## Assignment
Wherever the word "below" appears in a line of the records, copy that line.

(Referring expression data)
--*--

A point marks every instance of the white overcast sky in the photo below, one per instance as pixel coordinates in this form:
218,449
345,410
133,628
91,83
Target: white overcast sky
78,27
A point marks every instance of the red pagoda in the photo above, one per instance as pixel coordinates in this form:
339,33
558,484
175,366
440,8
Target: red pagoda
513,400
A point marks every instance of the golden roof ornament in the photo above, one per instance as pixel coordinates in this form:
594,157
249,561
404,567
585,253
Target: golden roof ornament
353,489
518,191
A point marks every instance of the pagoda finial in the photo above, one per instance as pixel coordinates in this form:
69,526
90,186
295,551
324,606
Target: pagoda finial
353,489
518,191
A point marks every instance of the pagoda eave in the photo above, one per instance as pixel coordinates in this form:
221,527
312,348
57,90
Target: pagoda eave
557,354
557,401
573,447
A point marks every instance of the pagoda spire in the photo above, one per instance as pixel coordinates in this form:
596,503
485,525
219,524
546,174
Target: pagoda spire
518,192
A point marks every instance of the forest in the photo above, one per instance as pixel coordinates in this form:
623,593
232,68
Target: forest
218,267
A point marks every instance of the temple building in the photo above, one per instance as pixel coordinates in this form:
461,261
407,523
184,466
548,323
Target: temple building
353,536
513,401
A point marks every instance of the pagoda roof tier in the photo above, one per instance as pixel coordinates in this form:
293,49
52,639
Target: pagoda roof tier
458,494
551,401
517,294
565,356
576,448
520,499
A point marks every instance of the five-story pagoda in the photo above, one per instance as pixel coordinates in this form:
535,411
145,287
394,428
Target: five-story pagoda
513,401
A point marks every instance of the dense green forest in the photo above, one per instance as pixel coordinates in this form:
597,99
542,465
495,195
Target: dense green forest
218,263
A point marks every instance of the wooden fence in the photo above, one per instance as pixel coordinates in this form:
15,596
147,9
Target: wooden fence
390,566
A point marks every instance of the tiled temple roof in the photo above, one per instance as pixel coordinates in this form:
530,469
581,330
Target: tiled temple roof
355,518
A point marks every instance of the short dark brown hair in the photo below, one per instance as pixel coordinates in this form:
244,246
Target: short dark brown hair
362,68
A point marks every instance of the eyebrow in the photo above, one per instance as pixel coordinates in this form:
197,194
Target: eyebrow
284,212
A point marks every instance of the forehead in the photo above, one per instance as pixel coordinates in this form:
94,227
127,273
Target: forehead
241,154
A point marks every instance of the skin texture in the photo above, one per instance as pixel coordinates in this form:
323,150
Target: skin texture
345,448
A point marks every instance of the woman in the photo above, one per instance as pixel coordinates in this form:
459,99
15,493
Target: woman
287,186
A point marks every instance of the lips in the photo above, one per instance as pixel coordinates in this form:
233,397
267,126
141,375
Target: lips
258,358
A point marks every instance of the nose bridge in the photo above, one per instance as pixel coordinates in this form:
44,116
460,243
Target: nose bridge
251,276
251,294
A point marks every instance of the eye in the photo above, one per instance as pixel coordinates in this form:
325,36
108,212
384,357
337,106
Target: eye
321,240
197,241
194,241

--*--

## Written answer
A point marks every instance of the white overcast sky in the photo below, one per instance as pixel coordinates in this form:
A point marks every instance of the short dark brown hair in the photo below, one per instance as pixel coordinates in this form:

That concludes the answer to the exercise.